• **Work required**
Could you copy the data below line for line, without changing anything?

>> START Records supplied

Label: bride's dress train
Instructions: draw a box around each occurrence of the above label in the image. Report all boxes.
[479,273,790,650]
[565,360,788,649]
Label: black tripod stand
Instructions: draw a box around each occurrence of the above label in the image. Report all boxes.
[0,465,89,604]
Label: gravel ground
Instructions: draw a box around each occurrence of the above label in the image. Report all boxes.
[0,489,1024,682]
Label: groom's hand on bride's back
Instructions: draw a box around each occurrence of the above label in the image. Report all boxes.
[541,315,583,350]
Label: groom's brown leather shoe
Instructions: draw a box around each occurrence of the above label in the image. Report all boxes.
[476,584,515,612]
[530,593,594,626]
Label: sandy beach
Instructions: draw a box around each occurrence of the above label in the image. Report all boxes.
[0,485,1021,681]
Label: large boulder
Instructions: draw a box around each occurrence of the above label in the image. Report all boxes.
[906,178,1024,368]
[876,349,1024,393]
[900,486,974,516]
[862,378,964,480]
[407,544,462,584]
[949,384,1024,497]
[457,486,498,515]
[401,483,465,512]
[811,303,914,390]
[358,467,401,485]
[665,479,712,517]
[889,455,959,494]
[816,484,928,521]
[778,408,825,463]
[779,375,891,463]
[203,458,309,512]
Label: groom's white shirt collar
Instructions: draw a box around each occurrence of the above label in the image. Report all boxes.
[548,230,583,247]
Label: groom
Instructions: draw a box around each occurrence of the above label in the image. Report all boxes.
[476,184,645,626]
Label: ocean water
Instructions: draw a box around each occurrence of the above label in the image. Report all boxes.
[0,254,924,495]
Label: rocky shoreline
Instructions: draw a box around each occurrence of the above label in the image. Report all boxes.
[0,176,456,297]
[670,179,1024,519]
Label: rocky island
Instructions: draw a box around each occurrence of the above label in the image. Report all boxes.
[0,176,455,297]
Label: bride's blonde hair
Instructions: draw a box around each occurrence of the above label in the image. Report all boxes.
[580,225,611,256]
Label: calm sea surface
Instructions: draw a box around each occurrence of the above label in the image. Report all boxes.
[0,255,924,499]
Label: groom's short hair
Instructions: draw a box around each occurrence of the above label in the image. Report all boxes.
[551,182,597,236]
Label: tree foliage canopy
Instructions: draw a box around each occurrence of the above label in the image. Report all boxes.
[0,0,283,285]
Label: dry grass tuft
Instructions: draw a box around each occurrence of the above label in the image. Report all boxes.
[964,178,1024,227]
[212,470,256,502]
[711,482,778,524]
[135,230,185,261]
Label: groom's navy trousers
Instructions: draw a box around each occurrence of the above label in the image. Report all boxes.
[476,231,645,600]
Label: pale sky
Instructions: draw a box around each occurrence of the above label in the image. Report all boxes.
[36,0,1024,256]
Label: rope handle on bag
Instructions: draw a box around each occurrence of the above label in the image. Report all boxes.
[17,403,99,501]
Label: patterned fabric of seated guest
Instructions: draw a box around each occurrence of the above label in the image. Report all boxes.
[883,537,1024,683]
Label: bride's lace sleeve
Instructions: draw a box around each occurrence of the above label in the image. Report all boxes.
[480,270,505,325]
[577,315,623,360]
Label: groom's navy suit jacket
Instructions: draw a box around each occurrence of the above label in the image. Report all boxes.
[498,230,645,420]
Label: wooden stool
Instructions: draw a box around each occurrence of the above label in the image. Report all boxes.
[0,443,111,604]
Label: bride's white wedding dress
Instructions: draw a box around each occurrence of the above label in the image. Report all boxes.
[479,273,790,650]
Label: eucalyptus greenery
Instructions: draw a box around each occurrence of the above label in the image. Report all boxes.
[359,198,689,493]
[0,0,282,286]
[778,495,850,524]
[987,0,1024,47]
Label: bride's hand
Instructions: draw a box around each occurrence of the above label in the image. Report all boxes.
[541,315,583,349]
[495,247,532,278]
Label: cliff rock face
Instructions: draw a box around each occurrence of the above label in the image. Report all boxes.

>> END Records supplied

• **Full answer**
Label: bride's dress train
Instructions: draw a box around each occurrence of the above label in the image. Report all boxes.
[479,273,790,650]
[565,360,788,649]
Label: black tripod stand
Instructions: draw a box around each occurrence of the above label in the image. Report all boxes.
[0,465,89,604]
Label: gravel ground
Instructions: draw a box around each occurrence of the above label in the image. Report all boxes.
[0,489,1024,682]
Label: groom's hand on bride's back
Instructions: draw a box around each occurrence of the above label in the image. Report all boxes.
[541,315,583,350]
Label: groom's brown leather shoe
Instructions: draw a box around each occurrence of the above label in the image. Report all boxes.
[476,584,515,612]
[530,593,594,626]
Label: sandy beach
Instructions: draw a box around each occurrence of the above label in the image. Report all boxes.
[0,485,1021,681]
Label: large boulder
Instructions: draw a box around each occurrence of the above label in the image. Report all boxes.
[906,178,1024,368]
[876,349,1024,393]
[900,486,974,516]
[862,378,964,480]
[407,544,462,584]
[949,384,1024,497]
[457,486,498,515]
[401,483,465,512]
[811,303,914,390]
[358,467,401,485]
[665,479,712,517]
[889,455,959,494]
[816,484,928,521]
[778,408,825,463]
[779,375,891,463]
[203,458,309,512]
Label: groom's white shirt collar
Instructions: draw a box around each occurrence of the above label in the image. Report all boxes.
[548,230,583,247]
Label: groom
Instructions: draw a box around each occurrence of the above label in the image. Report all boxes.
[476,184,645,626]
Label: ocean water
Instructions: draw a box around each occurrence of the above label in the image. Report all boxes.
[0,254,924,495]
Label: rocky shoreline
Instructions: draw a box around each occurrence of the above label in the image. Report all boxes.
[0,176,456,297]
[670,179,1024,519]
Label: rocky island
Instructions: draw a box around each occurrence of the above label in the image. Report all boxes.
[0,176,455,297]
Label: bride's blonde hair
Instructions: draw a box around each occurrence of the above label in the image. Report all boxes.
[580,225,611,256]
Label: calm sea surface
Instructions: draw a box around each occurrence of the above label in the image. Report all boxes.
[0,255,924,499]
Label: groom's short hair
Instructions: draw a box around each occurrence of the above label in the image. Report all boxes.
[551,182,597,236]
Label: tree foliage canopy
Instructions: draw a box around each occurrence of the above label in the image. Report all boxes.
[0,0,283,285]
Label: dry grass tuft
Instructions: draw a box around each occurrence of the above label in the image. Report all boxes.
[964,178,1024,227]
[212,470,256,502]
[711,482,778,524]
[135,230,185,261]
Label: groom's navy trousers
Instructions: draw a box around each occurrence of the above label in the image. Report all boxes.
[476,231,645,600]
Label: pale sky
Instructions: draw a box around each occurrence of the above label in the image. Report all boxes.
[36,0,1024,256]
Label: rope handle on bag
Instructions: draw a box around each occurrence of the above label in the image. Report all boxes.
[17,403,99,501]
Label: patterned fabric of seated guest
Instructions: draw a box around each occurrence of the above label in the image. Report all boxes.
[883,537,1024,683]
Label: bride's lace sleeve
Instructions: draw a box around each occurrence of the above label in the image. Report all boxes.
[480,270,505,325]
[577,315,623,360]
Label: groom's navy suit jacket
Instructions: draw a box around each occurrence of the above label in the image. Report all boxes.
[498,230,645,420]
Label: wooden stool
Instructions: draw a box around each occurrence of the above label in the image. Report all boxes.
[0,443,111,604]
Label: bride's white wedding dress
Instructions: draw a box around each occurrence of the above label in the image. Report all boxes.
[479,273,790,650]
Label: eucalyptus greenery
Instructions: draw a box around each occurrence of the above label in the image. Report all boxes.
[359,198,689,493]
[0,0,282,286]
[778,495,850,524]
[987,0,1024,47]
Label: bride's hand
Instructions: draw a box around each occurrence of the above label in the image. Report all boxes.
[541,315,583,349]
[495,247,532,278]
Label: cliff rock face
Instructions: draw a box around each occurrence of the above label in the image. Report all boxes.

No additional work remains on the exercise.